▶ [给定问题 A] 把下方数据行从开头起、到包含“165 115 L 166”的那一行为止（首尾都算）给成一个 JSON 字符串列表，每行对应一个字符串，空行略去。答案里不要放图片。

▶ [页面正文]
⁂
MapReduce
1、MapReduce原理
(先分析,在编程)
1、WordCount
2、Yarn平台调度
3、分许WordCount单词计数的数据流程
4、开发自己的WordCount程序
2、MapReduce编程
1、三种方式运行mr
- windows本地运行
- 打包成jar,上传linux 命令hadoop jar xxx
- windows打成jar,然后本地运行,通知linux的yarn
1.环境准备
环境:Java Eclipse
需要的jar包:
/root/training/hadoop-2.7.3/share/hadoop/common
/root/training/hadoop-2.7.3/share/hadoop/common/lib
/root/training/hadoop-2.7.3/share/hadoop/mapreduce
/root/training/hadoop-2.7.3/share/hadoop/mapreduce/lib
2、创建类
创建Mapper类WordCountMapper
创建Reducer类WordCountReducer
创建Main类WordCountMain
3、编写Mapper类WordCountMapper
1).继承Mapper类
public void class WordCountMapper extends Mapper{
}
2).指定输入输出类型(k1,v1)(k2,v2)
k1:LongWritable
v1:Text
k2:Text
v2:LongWritable
public class WordCountMapper extends Mapper<LongWritable, Text, Text, LongWritable>{
}
3).重写map方法
在函数中 右键-->Source--> Override/Implements Methods-->选择map
4).整理格式,命名参数
protected void map(LongWritable k1, Text v1, Context context){
}
5).通过分词 写入上下文context
String data = v1.toString();
//通过空格分割
String[] words = data.split(" ");
for(String w:words){
context.write(new Text(w),new LongWritable(1));
}
4、编写Reducer类WordCountReducer
1).继承Reducer类
public void class WordCountReducer extends Reducer{
}
2).指定输入输出类型(k3,v3)(k4,v4)
⁂
▶ [给定问题 B] 把上面这篇 MapReduce 页面正文从头到尾逐字重打一遍。

▶ [数据摘录]
⁂
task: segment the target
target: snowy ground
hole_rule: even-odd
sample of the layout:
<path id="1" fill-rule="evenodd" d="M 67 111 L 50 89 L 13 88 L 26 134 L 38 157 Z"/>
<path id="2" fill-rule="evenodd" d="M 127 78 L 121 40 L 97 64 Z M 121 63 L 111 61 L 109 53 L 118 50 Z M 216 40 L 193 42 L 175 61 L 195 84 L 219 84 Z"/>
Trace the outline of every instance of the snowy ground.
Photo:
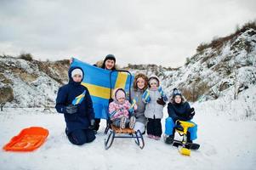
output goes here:
<path id="1" fill-rule="evenodd" d="M 165 115 L 166 116 L 166 115 Z M 199 150 L 191 156 L 179 154 L 163 139 L 145 136 L 140 150 L 133 139 L 117 139 L 111 148 L 104 148 L 105 122 L 94 143 L 76 146 L 64 133 L 61 114 L 43 113 L 42 109 L 5 109 L 0 112 L 0 145 L 25 128 L 42 126 L 49 130 L 43 145 L 31 153 L 0 151 L 0 169 L 254 169 L 256 167 L 255 121 L 234 121 L 216 116 L 213 110 L 196 110 Z M 162 126 L 164 129 L 164 119 Z"/>

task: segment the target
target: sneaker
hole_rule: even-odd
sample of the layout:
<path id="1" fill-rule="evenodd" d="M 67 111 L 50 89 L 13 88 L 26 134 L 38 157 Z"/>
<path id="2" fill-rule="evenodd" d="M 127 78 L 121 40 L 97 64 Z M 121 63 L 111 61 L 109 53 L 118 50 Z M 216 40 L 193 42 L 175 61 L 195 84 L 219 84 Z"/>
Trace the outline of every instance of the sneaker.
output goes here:
<path id="1" fill-rule="evenodd" d="M 148 134 L 147 137 L 150 139 L 155 139 L 154 135 L 152 135 L 152 134 Z"/>
<path id="2" fill-rule="evenodd" d="M 168 136 L 166 139 L 165 139 L 165 143 L 166 144 L 173 144 L 173 142 L 174 142 L 174 135 L 169 135 L 169 136 Z"/>
<path id="3" fill-rule="evenodd" d="M 120 128 L 125 128 L 126 117 L 123 116 L 120 120 Z"/>
<path id="4" fill-rule="evenodd" d="M 135 116 L 131 116 L 130 122 L 129 122 L 129 128 L 134 128 L 135 122 L 136 122 L 136 117 Z"/>
<path id="5" fill-rule="evenodd" d="M 160 140 L 161 137 L 160 137 L 160 136 L 154 136 L 154 139 L 155 139 L 156 140 Z"/>

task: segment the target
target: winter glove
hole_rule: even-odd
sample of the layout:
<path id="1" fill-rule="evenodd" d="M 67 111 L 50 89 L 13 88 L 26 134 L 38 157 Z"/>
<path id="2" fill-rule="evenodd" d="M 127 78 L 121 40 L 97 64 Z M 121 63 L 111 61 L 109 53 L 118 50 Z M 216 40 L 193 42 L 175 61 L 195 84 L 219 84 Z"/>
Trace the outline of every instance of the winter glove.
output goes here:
⁂
▶ [解答过程 A]
[
  "task: segment the target",
  "target: snowy ground",
  "hole_rule: even-odd",
  "sample of the layout:",
  "<path id=\"1\" fill-rule=\"evenodd\" d=\"M 67 111 L 50 89 L 13 88 L 26 134 L 38 157 Z\"/>",
  "<path id=\"2\" fill-rule=\"evenodd\" d=\"M 127 78 L 121 40 L 97 64 Z M 121 63 L 111 61 L 109 53 L 118 50 Z M 216 40 L 193 42 L 175 61 L 195 84 L 219 84 Z\"/>",
  "Trace the outline of every instance of the snowy ground.",
  "Photo:",
  "output goes here:",
  "<path id=\"1\" fill-rule=\"evenodd\" d=\"M 165 115 L 166 116 L 166 115 Z M 199 150 L 191 156 L 179 154 L 163 139 L 145 136 L 140 150 L 133 139 L 117 139 L 111 148 L 104 148 L 105 122 L 94 143 L 76 146 L 64 133 L 61 114 L 43 113 L 42 109 L 5 109 L 0 112 L 0 145 L 25 128 L 42 126 L 49 130 L 43 145 L 31 153 L 0 151 L 0 169 L 254 169 L 256 167 L 255 121 L 234 121 L 216 116 L 213 110 L 196 110 Z M 162 126 L 164 129 L 164 119 Z\"/>"
]

▶ [解答过程 B]
MapReduce
1、MapReduce原理
(先分析,在编程)
1、WordCount
2、Yarn平台调度
3、分许WordCount单词计数的数据流程
4、开发自己的WordCount程序
2、MapReduce编程
1、三种方式运行mr
- windows本地运行
- 打包成jar,上传linux 命令hadoop jar xxx
- windows打成jar,然后本地运行,通知linux的yarn
1.环境准备
环境:Java Eclipse
需要的jar包:
/root/training/hadoop-2.7.3/share/hadoop/common
/root/training/hadoop-2.7.3/share/hadoop/common/lib
/root/training/hadoop-2.7.3/share/hadoop/mapreduce
/root/training/hadoop-2.7.3/share/hadoop/mapreduce/lib
2、创建类
创建Mapper类WordCountMapper
创建Reducer类WordCountReducer
创建Main类WordCountMain
3、编写Mapper类WordCountMapper
1).继承Mapper类
public void class WordCountMapper extends Mapper{
}
2).指定输入输出类型(k1,v1)(k2,v2)
k1:LongWritable
v1:Text
k2:Text
v2:LongWritable
public class WordCountMapper extends Mapper<LongWritable, Text, Text, LongWritable>{
}
3).重写map方法
在函数中 右键-->Source--> Override/Implements Methods-->选择map
4).整理格式,命名参数
protected void map(LongWritable k1, Text v1, Context context){
}
5).通过分词 写入上下文context
String data = v1.toString();
//通过空格分割
String[] words = data.split(" ");
for(String w:words){
context.write(new Text(w),new LongWritable(1));
}
4、编写Reducer类WordCountReducer
1).继承Reducer类
public void class WordCountReducer extends Reducer{
}
2).指定输入输出类型(k3,v3)(k4,v4)